• Directions for this task:
Write out the whole of the material exactly.

Entries taken from a collection
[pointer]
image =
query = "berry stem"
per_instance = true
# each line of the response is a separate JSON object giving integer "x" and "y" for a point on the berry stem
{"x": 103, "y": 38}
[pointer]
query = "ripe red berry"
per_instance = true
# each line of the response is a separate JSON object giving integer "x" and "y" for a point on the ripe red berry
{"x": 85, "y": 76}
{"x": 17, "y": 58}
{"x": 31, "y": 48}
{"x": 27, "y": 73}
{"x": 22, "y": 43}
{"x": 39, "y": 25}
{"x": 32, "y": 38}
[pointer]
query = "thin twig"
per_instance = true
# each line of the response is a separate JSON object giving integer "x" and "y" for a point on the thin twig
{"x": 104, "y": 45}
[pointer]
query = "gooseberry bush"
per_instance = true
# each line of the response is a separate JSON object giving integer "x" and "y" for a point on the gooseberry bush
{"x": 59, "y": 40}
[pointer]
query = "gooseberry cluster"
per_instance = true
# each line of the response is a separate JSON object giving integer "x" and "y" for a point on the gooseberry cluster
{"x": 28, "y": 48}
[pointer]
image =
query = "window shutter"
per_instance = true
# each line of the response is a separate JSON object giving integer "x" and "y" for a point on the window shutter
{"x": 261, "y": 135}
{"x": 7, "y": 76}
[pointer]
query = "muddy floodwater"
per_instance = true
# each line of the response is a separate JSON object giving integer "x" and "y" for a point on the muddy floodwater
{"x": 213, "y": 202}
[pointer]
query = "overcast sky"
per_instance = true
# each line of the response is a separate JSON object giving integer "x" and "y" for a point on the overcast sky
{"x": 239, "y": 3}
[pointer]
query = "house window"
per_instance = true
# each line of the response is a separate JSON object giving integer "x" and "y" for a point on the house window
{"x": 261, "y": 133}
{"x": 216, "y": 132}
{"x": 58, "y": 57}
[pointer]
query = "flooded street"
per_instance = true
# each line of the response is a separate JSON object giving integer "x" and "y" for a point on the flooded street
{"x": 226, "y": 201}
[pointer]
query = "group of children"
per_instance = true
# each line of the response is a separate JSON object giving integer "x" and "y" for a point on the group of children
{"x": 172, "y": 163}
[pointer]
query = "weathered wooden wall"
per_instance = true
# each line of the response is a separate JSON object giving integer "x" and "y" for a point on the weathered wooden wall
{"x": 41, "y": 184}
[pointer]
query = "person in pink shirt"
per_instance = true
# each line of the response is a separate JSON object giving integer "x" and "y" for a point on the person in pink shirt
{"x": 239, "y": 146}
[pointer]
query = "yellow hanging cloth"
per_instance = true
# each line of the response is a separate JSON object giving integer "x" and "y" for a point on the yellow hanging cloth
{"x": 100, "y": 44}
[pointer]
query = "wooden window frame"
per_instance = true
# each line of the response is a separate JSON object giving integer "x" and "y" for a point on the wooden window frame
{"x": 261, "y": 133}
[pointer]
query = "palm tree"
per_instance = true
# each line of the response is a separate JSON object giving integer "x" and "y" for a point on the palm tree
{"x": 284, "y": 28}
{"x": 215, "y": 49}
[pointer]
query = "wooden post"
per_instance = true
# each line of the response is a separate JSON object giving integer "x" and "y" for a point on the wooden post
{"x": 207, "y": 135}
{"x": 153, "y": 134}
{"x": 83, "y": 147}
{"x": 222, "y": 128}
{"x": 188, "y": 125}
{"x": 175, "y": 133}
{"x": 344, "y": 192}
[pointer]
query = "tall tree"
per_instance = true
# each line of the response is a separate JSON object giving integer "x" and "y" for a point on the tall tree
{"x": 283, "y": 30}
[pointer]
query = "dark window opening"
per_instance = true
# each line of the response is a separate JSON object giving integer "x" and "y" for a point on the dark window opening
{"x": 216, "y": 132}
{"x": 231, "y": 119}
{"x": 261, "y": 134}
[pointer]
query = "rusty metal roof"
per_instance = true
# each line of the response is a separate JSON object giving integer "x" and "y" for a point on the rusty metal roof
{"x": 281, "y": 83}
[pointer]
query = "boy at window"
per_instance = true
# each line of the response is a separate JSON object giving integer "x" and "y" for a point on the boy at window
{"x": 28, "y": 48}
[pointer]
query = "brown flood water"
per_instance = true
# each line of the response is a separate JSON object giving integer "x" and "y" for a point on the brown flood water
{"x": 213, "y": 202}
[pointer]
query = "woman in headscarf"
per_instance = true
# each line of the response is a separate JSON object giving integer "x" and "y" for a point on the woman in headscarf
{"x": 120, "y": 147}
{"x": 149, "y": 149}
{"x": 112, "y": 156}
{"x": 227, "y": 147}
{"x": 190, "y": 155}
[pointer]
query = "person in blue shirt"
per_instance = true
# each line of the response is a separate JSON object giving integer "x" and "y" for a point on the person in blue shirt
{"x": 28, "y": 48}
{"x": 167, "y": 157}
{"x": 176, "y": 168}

• Exercise output:
[pointer]
image =
query = "berry stem"
per_instance = true
# each line of the response is a separate JSON object giving integer "x" and "y" for a point on the berry stem
{"x": 103, "y": 38}
[pointer]
query = "ripe red berry"
per_instance = true
# each line of the response is a separate JSON object giving integer "x" and "y" for a point on the ripe red berry
{"x": 85, "y": 76}
{"x": 17, "y": 58}
{"x": 31, "y": 48}
{"x": 27, "y": 73}
{"x": 22, "y": 43}
{"x": 39, "y": 25}
{"x": 32, "y": 38}
[pointer]
query = "thin twig"
per_instance = true
# each line of the response is a separate JSON object giving integer "x" and "y" for a point on the thin twig
{"x": 104, "y": 45}
[pointer]
query = "gooseberry bush"
per_instance = true
# each line of the response is a separate JSON object giving integer "x" and "y" for a point on the gooseberry bush
{"x": 59, "y": 40}
[pointer]
query = "gooseberry cluster"
per_instance = true
# each line of the response is a separate JSON object giving integer "x" and "y" for a point on the gooseberry cluster
{"x": 28, "y": 48}
[pointer]
image =
query = "window shutter"
per_instance = true
# each line of the response is a separate JSON object giving integer "x" and "y" for a point on the window shutter
{"x": 261, "y": 135}
{"x": 7, "y": 76}
[pointer]
query = "muddy floodwater"
per_instance = true
# each line of the response is a separate JSON object giving integer "x" and "y" for a point on the muddy floodwater
{"x": 213, "y": 202}
[pointer]
query = "overcast sky"
per_instance = true
# each line of the response is a separate JSON object giving integer "x" and "y" for a point on the overcast sky
{"x": 239, "y": 3}
[pointer]
query = "house window"
per_instance = true
# each line of the response is a separate JSON object giving integer "x" and "y" for a point on the house window
{"x": 261, "y": 133}
{"x": 216, "y": 132}
{"x": 58, "y": 57}
[pointer]
query = "flooded street"
per_instance = true
# each line of the response is a separate JSON object giving integer "x" and "y" for a point on the flooded street
{"x": 226, "y": 201}
[pointer]
query = "group of children"
per_instance = true
# each line of the response is a separate JSON object giving integer "x" and "y" for a point on the group of children
{"x": 172, "y": 163}
[pointer]
query = "weathered wooden wall"
per_instance = true
# each line of the response is a separate JSON object giving integer "x" and "y" for a point on the weathered wooden wall
{"x": 41, "y": 184}
[pointer]
query = "person in pink shirt"
per_instance = true
# each line of the response is a separate JSON object giving integer "x" and "y" for a point on the person in pink shirt
{"x": 239, "y": 146}
[pointer]
query = "yellow hanging cloth"
per_instance = true
# each line of the response is a separate JSON object giving integer "x" and "y" for a point on the yellow hanging cloth
{"x": 100, "y": 44}
[pointer]
query = "wooden window frame"
per_instance = true
# each line of the response is a separate JSON object giving integer "x" and "y" for a point on the wooden window frame
{"x": 261, "y": 133}
[pointer]
query = "palm tree"
per_instance = true
# each line of the response is a separate JSON object giving integer "x" and "y" for a point on the palm tree
{"x": 284, "y": 28}
{"x": 215, "y": 49}
[pointer]
query = "wooden post"
per_instance = true
# each line of the response is a separate JSON object giving integer "x" and "y" for a point on the wooden post
{"x": 207, "y": 135}
{"x": 153, "y": 134}
{"x": 83, "y": 147}
{"x": 222, "y": 128}
{"x": 188, "y": 125}
{"x": 175, "y": 133}
{"x": 344, "y": 192}
[pointer]
query = "tall tree"
per_instance = true
# each line of the response is a separate JSON object giving integer "x" and "y" for a point on the tall tree
{"x": 283, "y": 30}
[pointer]
query = "dark window opening"
per_instance = true
# each line of the response is a separate JSON object giving integer "x" and "y" for a point on the dark window opening
{"x": 216, "y": 132}
{"x": 231, "y": 119}
{"x": 261, "y": 134}
[pointer]
query = "rusty metal roof"
per_instance = true
# each line of the response is a separate JSON object giving integer "x" and "y" for a point on the rusty metal roof
{"x": 281, "y": 83}
[pointer]
query = "boy at window"
per_instance = true
# each line of the response is a separate JSON object giving integer "x" and "y" for a point on the boy at window
{"x": 28, "y": 48}
[pointer]
query = "brown flood water"
per_instance = true
# each line of the response is a separate JSON object giving integer "x" and "y" for a point on the brown flood water
{"x": 213, "y": 202}
[pointer]
query = "woman in headscarf"
per_instance = true
# each line of the response is a separate JSON object giving integer "x" and "y" for a point on the woman in headscarf
{"x": 120, "y": 147}
{"x": 149, "y": 149}
{"x": 112, "y": 156}
{"x": 227, "y": 147}
{"x": 190, "y": 155}
[pointer]
query = "person in blue shirt"
per_instance = true
# each line of the response is a separate JSON object giving integer "x" and "y" for a point on the person in blue shirt
{"x": 28, "y": 48}
{"x": 167, "y": 157}
{"x": 176, "y": 168}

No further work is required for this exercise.